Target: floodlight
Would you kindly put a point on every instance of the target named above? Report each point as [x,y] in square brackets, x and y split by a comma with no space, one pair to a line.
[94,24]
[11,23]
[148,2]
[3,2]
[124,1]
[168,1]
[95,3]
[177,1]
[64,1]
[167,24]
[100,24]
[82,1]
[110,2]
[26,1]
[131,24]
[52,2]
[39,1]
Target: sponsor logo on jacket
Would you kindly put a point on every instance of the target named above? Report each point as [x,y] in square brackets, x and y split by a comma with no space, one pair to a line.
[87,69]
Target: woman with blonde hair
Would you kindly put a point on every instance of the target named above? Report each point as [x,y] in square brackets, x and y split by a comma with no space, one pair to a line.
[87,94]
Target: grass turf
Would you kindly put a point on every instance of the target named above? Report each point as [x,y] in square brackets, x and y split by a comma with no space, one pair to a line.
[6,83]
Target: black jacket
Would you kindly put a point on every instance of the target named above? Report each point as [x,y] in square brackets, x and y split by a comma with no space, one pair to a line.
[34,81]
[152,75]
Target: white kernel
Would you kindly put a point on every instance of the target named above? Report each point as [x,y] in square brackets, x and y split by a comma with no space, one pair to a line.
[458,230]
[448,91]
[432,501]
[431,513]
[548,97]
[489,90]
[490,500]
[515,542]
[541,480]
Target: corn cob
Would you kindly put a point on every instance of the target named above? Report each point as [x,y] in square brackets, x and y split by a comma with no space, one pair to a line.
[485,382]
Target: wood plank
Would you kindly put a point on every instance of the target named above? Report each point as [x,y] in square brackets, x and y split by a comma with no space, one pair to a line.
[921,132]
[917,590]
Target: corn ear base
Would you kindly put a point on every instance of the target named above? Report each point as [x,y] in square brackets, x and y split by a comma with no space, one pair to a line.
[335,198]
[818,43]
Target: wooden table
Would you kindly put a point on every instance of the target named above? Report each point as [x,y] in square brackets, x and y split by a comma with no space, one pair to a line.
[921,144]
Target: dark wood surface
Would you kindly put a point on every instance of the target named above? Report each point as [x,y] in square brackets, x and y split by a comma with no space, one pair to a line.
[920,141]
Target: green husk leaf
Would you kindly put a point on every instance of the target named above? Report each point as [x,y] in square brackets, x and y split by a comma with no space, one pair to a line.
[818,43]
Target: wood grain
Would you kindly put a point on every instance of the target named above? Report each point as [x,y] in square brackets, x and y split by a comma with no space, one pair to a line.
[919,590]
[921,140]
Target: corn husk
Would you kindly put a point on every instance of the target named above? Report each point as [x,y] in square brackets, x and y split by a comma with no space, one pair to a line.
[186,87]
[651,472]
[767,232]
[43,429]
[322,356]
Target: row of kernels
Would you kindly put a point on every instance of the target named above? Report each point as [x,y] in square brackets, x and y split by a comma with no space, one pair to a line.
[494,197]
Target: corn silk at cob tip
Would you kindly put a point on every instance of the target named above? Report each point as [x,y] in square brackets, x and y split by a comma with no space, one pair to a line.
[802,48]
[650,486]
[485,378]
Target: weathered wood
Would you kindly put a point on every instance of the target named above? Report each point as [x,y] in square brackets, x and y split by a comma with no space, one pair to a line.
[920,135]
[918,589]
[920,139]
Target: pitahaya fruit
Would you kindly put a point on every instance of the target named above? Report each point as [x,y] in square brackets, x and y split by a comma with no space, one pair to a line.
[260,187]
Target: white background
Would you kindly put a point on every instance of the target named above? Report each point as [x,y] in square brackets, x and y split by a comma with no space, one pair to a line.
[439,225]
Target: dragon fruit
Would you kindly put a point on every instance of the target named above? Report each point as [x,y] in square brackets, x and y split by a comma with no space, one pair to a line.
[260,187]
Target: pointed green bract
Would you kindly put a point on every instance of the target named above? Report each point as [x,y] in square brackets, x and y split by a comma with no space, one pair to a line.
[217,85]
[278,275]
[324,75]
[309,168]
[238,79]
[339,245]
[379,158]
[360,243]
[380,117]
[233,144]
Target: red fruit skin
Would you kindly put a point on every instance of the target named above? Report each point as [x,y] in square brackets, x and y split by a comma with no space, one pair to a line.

______________________________

_EXERCISE_:
Lines containing the string "white": report how many there are in the material above, and nothing more.

_ANSWER FOR THE TASK_:
2